[Work item]: Copy exactly the stretch of data below from the line with "Where can you spot the rear" through the line with "Where can you spot the longer", including both of those lines.

[Records for this exercise]:
Segment Open
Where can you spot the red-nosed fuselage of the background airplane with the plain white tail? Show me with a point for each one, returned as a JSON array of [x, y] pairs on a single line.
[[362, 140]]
Segment Closed
Segment Open
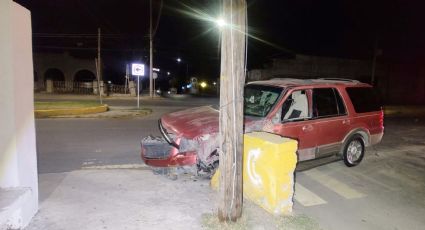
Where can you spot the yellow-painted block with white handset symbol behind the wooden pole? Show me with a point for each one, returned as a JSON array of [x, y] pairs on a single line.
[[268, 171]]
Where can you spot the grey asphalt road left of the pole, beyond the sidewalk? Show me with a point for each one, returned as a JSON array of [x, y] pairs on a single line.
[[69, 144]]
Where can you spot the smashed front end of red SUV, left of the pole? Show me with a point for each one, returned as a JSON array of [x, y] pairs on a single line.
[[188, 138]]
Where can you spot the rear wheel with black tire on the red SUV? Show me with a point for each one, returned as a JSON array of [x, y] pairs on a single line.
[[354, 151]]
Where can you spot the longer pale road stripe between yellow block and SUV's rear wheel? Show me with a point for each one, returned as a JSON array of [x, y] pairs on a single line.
Segment Closed
Segment Open
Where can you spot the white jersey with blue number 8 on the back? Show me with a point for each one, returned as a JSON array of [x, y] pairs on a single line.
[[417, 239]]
Segment Closed
[Exercise result]:
Where can you spot the rear wheel with black tire on the red SUV? Show me with a point for each one, returned as a JSON array of [x, y] pairs on a single line.
[[354, 151]]
Where can you spot the longer pale road stripe between yellow block and SUV's rear wheel? Show me with a point for each one, returned as a JSON array of [x, y] pairs on a single line.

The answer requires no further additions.